---------- Excerpted text

A swing bridge is located in the area, the Caledonian Canal and locks (Cullochy Lock), built upon rocks. The locks were afforded to allow a depth of over 20 feet over its upper-gate sills. The canal flooded during the great floods of November 1834, rising some 27 feet and 3 inches above the upper-gate sills. Immediately before entering the loch, the Aberchalder Burn, a rapid mountain torrent, empties itself into the canal. Despite extensive work on the canal with cement in the summer of 1839, in 1849, further floods washed away the old bridge at Aberchalder, which subsequently led to a dredging of the canal. A new bridge, named the Victoria Bridge, was built about five years later. The new bridge was designed by James Dredge, a brewer turned civil engineer from Bath. In 1932, another bridge was built to accommodate traffic.

--------------------

**Work instructions:**
• 1. In the passage on the Aberchalder bridges, substitute "Queen's Bridge" for "Victoria Bridge", beginning at the words "A swing bridge" and stopping after "to accommodate traffic.".
• 2. Proceed with the passage on the Caledonian Canal at Aberchalder, picking up after its final sentence.
The lines that come next are separate material, unrelated to the passage on the canal.

---------- Supplied entries

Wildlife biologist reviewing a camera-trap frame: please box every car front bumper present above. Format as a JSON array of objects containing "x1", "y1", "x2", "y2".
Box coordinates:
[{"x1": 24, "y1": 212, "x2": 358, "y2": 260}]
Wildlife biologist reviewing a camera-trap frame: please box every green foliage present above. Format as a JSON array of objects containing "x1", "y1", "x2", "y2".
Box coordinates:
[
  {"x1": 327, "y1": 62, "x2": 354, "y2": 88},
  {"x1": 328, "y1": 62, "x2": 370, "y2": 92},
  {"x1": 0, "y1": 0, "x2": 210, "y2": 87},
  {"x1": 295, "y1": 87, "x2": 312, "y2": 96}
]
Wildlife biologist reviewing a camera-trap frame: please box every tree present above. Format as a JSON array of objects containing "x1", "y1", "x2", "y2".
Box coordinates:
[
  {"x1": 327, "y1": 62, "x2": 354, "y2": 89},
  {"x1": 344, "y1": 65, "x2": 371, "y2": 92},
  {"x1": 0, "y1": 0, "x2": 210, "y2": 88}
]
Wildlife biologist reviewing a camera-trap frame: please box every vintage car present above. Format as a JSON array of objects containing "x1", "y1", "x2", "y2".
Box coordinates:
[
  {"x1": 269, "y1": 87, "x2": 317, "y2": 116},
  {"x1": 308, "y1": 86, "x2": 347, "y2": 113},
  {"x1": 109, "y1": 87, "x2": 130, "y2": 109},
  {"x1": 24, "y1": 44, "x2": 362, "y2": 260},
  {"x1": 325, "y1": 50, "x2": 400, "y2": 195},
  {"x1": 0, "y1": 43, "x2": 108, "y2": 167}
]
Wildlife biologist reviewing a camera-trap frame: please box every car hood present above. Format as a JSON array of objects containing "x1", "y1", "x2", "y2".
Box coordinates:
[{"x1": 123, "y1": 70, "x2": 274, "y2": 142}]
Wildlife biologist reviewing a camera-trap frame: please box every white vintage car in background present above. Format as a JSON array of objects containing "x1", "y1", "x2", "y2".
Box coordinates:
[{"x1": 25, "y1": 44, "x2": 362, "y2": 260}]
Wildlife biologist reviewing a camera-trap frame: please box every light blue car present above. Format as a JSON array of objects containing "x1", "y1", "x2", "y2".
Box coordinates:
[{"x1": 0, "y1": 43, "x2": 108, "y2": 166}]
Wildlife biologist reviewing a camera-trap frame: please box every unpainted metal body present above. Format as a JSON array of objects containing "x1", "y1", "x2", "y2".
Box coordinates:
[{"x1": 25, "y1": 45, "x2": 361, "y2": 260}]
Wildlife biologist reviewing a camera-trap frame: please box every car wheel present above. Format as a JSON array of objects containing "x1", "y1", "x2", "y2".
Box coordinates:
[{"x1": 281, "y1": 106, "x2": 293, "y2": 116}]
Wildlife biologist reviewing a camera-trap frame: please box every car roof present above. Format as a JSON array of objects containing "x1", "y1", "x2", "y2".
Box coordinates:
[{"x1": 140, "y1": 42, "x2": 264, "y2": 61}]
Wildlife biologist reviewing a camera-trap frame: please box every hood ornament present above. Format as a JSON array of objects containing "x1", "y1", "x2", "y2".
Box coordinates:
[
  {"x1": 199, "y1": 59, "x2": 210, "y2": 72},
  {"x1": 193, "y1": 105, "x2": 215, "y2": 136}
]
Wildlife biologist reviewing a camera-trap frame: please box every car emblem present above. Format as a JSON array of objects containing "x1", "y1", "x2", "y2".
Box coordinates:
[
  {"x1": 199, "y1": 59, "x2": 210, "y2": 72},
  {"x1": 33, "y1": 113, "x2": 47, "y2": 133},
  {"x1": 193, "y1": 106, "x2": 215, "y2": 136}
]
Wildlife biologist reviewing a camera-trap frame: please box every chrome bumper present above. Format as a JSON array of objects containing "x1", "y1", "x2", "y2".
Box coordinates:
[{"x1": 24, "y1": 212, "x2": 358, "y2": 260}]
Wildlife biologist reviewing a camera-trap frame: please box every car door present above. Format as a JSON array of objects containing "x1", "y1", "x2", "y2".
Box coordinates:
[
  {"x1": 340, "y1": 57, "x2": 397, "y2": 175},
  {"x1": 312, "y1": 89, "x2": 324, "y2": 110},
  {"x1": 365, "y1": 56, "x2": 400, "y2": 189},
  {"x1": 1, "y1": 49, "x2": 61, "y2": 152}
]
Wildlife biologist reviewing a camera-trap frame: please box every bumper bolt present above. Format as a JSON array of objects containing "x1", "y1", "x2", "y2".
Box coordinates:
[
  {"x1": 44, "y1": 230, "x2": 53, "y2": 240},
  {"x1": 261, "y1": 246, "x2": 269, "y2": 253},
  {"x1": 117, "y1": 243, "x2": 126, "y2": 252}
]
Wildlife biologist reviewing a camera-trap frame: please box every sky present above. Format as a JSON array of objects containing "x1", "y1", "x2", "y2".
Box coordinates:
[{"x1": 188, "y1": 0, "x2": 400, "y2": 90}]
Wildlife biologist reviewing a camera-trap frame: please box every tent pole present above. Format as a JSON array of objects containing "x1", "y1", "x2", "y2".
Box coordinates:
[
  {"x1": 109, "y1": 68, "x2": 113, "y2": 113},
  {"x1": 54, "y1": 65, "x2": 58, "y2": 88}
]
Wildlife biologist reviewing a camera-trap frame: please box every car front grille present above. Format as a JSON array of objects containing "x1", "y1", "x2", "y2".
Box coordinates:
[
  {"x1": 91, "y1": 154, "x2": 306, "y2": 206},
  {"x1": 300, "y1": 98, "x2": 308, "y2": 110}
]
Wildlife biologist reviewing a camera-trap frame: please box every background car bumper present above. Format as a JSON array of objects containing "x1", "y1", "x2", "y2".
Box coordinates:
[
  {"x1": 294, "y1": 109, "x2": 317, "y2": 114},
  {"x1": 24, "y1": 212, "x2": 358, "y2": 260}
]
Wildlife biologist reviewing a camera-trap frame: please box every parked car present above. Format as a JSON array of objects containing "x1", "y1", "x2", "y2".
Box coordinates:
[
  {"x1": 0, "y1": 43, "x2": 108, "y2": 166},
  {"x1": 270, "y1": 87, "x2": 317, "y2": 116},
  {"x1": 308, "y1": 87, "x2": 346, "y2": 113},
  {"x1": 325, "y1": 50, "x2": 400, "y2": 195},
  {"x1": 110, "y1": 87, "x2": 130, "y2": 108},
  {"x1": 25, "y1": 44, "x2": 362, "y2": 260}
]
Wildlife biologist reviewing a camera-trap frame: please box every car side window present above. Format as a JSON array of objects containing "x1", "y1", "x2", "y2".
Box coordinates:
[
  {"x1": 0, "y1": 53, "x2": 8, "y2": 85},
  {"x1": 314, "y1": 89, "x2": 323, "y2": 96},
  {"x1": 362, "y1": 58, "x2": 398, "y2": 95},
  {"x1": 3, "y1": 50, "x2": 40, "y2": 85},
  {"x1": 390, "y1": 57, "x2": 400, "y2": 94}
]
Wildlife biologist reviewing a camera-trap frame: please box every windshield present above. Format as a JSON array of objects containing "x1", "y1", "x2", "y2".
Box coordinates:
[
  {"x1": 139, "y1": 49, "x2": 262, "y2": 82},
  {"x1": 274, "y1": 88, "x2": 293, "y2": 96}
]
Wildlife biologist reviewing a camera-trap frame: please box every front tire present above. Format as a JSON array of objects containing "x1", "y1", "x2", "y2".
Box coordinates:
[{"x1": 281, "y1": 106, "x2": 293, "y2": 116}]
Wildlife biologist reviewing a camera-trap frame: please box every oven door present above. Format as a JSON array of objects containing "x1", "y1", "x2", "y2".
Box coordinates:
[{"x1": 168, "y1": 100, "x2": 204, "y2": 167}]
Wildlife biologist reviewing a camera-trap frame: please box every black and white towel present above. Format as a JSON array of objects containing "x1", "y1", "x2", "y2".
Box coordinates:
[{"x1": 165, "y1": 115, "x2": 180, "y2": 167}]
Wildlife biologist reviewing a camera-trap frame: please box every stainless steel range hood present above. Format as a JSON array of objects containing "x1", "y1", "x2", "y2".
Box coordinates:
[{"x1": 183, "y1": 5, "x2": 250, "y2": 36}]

--------------------

**Answers by task:**
• 1.
A swing bridge is located in the area, the Caledonian Canal and locks (Cullochy Lock), built upon rocks. The locks were afforded to allow a depth of over 20 feet over its upper-gate sills. The canal flooded during the great floods of November 1834, rising some 27 feet and 3 inches above the upper-gate sills. Immediately before entering the loch, the Aberchalder Burn, a rapid mountain torrent, empties itself into the canal. Despite extensive work on the canal with cement in the summer of 1839, in 1849, further floods washed away the old bridge at Aberchalder, which subsequently led to a dredging of the canal. A new bridge, named the Queen's Bridge, was built about five years later. The new bridge was designed by James Dredge, a brewer turned civil engineer from Bath. In 1932, another bridge was built to accommodate traffic.

• 2.
The area was once served by the Aberchalder railway station. It was opened by the Highland Railway (Invergarry and Fort Augustus Railway) and became part of the North British Railway, joining the London and North Eastern Railway during the Grouping of 1923. The line closed in 1935.

Aberchalder gives its name to the 16,000 acre (65 km^{2}) Aberchalder Estate which has been owned by the Ellice family since the 1860s.

===Aberchalder Lodge===
Aberchalder Lodge is a country house in the Inverness-shire region of Scotland's Highland Council area. The original part of the Lodge dating from the 17th Century was destroyed in a fire on 21st May 1981. The fire tragically claimed the life of Firefighter Roderick MacLeod who was 25 years old at the time and served at Inverness Fire Station. The remaining part of the building dates from 1934. It lies at the centre of the 16,000 acre (65 km^{2}) Aberchalder Estate close to Loch Oich.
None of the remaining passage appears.